Not too long ago I was asked by someone if they could re-use an image that I had used in a recent blog post. Without thinking twice, I said yes — as long as they credited the original source.
A couple of hours later I stumbled across this post on image copyright and it got me thinking: what if I actually didn’t have the right to use that image to begin with? I asked permission, but what if the image didn’t actually belong to the “owner”? What if I am violating a copyright?
That led me to research a bit further and I ran across these two stories: one about the use of a low grade image of Nebraska by the Content Factory, a company that consults to small businesses, and the other about a community fan photo posted on Goodreads.
The scary truth about Roni’s story, as well as the other two incidents, are that they are not far fetched or something you would shake your head while saying “duh, they should have known better”. They were going along with what most of us to believe to be best practices, attributing where needed and for the most part, being “thoughtful” about where the images came from.

EXCERPTED RECORDS –

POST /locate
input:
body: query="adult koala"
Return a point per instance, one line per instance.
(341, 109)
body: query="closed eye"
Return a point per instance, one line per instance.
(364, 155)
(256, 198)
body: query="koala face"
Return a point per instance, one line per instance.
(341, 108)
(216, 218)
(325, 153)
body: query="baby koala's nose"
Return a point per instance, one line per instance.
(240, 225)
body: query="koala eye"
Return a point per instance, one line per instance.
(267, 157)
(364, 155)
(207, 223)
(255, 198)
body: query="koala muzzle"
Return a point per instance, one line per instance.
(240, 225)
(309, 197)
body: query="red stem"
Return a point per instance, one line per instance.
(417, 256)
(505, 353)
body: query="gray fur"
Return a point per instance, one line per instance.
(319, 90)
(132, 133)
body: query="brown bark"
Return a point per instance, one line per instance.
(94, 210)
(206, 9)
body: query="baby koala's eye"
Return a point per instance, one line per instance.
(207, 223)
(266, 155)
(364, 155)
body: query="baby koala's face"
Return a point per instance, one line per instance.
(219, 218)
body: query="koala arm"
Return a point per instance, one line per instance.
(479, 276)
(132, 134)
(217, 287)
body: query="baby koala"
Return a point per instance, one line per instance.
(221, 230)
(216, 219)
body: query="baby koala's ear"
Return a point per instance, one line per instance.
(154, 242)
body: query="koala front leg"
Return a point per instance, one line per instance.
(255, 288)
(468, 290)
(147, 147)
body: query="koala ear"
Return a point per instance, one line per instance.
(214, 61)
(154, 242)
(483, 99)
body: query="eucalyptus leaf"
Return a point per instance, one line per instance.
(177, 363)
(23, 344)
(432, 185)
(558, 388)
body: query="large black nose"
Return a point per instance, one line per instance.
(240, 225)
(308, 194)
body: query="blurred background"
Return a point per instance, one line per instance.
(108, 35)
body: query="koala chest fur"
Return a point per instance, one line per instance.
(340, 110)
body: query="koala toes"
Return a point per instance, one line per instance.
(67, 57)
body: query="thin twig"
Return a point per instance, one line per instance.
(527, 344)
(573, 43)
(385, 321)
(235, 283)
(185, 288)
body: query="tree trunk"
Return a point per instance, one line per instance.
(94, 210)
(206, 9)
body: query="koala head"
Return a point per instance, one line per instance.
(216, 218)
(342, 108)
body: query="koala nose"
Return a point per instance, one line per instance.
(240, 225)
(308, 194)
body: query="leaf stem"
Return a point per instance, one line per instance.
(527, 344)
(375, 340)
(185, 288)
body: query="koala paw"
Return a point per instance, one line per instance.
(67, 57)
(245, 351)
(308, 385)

STATED TASK 1 –
In the image copyright post, rewrite the stretch from "A couple of" through "posted on Goodreads.", replacing "Nebraska" with "Iowa".
STATED TASK 2 –
According to the image copyright post, what does the Content Factory do?

CORRECT RESULT 1 –
A couple of hours later I stumbled across this post on image copyright and it got me thinking: what if I actually didn’t have the right to use that image to begin with? I asked permission, but what if the image didn’t actually belong to the “owner”? What if I am violating a copyright?
That led me to research a bit further and I ran across these two stories: one about the use of a low grade image of Iowa by the Content Factory, a company that consults to small businesses, and the other about a community fan photo posted on Goodreads.

CORRECT RESULT 2 –
It consults to small businesses.